### [Talimatınız]
Aşağıdaki malzemenin tamamını, sütunları "metin" ve "yanit" olan iki sütunlu bir CSV olarak verir misin? Her metin ve yanıtı tek bir satır olsun, her biri satır sonları boşluğa çevrilmiş olarak tırnaklı tek bir alanda yer alsın ve resimler dışarıda kalsın.

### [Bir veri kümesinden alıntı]
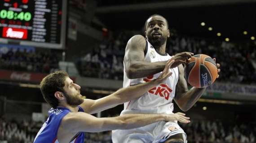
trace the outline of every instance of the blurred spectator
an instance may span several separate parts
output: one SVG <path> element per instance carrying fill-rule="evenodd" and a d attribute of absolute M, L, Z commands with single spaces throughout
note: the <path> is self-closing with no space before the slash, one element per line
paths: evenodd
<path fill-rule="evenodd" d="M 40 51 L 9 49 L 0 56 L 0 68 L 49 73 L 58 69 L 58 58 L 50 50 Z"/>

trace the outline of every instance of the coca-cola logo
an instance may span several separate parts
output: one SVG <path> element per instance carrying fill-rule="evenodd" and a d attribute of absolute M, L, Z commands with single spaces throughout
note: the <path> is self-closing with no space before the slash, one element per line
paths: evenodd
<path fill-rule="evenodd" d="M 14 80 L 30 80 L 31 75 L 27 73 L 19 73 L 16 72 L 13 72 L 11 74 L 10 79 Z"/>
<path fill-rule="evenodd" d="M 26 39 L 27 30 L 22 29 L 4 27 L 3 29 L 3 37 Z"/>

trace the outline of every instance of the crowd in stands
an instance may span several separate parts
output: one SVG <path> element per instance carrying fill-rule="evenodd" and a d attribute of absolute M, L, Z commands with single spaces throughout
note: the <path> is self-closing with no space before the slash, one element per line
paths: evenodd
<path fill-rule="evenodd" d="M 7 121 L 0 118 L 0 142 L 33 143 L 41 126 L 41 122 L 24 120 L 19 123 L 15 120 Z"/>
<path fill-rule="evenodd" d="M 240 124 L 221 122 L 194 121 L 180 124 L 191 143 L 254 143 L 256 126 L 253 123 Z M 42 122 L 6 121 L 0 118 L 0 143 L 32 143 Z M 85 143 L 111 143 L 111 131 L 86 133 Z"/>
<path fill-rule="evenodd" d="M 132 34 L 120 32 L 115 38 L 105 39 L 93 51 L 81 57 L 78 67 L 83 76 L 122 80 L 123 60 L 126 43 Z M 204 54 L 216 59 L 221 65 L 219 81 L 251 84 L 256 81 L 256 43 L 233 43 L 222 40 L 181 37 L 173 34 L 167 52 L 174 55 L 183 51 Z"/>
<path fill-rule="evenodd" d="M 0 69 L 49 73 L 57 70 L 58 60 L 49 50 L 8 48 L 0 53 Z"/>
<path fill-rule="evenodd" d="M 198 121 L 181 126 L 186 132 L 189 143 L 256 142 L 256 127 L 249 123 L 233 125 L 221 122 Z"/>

### [Beklenen yanıt]
metin,yanit
"trace the outline of every instance of the blurred spectator an instance may span several separate parts output: one SVG <path> element per instance carrying fill-rule=""evenodd"" and a d attribute of absolute M, L, Z commands with single spaces throughout note: the <path> is self-closing with no space before the slash, one element per line paths: evenodd","<path fill-rule=""evenodd"" d=""M 40 51 L 9 49 L 0 56 L 0 68 L 49 73 L 58 69 L 58 58 L 50 50 Z""/>"
"trace the outline of every instance of the coca-cola logo an instance may span several separate parts output: one SVG <path> element per instance carrying fill-rule=""evenodd"" and a d attribute of absolute M, L, Z commands with single spaces throughout note: the <path> is self-closing with no space before the slash, one element per line paths: evenodd","<path fill-rule=""evenodd"" d=""M 14 80 L 30 80 L 31 75 L 27 73 L 19 73 L 16 72 L 13 72 L 11 74 L 10 79 Z""/> <path fill-rule=""evenodd"" d=""M 26 39 L 27 30 L 22 29 L 4 27 L 3 29 L 3 37 Z""/>"
"trace the outline of every instance of the crowd in stands an instance may span several separate parts output: one SVG <path> element per instance carrying fill-rule=""evenodd"" and a d attribute of absolute M, L, Z commands with single spaces throughout note: the <path> is self-closing with no space before the slash, one element per line paths: evenodd","<path fill-rule=""evenodd"" d=""M 7 121 L 0 118 L 0 142 L 33 143 L 41 126 L 41 122 L 24 120 L 19 123 L 15 120 Z""/> <path fill-rule=""evenodd"" d=""M 240 124 L 221 122 L 194 121 L 180 124 L 191 143 L 254 143 L 256 126 L 253 123 Z M 42 122 L 6 121 L 0 118 L 0 143 L 32 143 Z M 85 143 L 111 143 L 111 131 L 86 133 Z""/> <path fill-rule=""evenodd"" d=""M 132 34 L 120 32 L 115 38 L 105 39 L 93 51 L 81 57 L 78 67 L 83 76 L 122 80 L 123 60 L 126 43 Z M 204 54 L 216 59 L 221 65 L 219 81 L 251 84 L 256 81 L 256 43 L 233 43 L 222 40 L 181 37 L 173 34 L 167 52 L 174 55 L 183 51 Z""/> <path fill-rule=""evenodd"" d=""M 0 69 L 49 73 L 57 70 L 58 60 L 49 50 L 8 48 L 0 53 Z""/> <path fill-rule=""evenodd"" d=""M 198 121 L 181 126 L 186 132 L 189 143 L 256 142 L 256 127 L 249 123 L 233 125 L 221 122 Z""/>"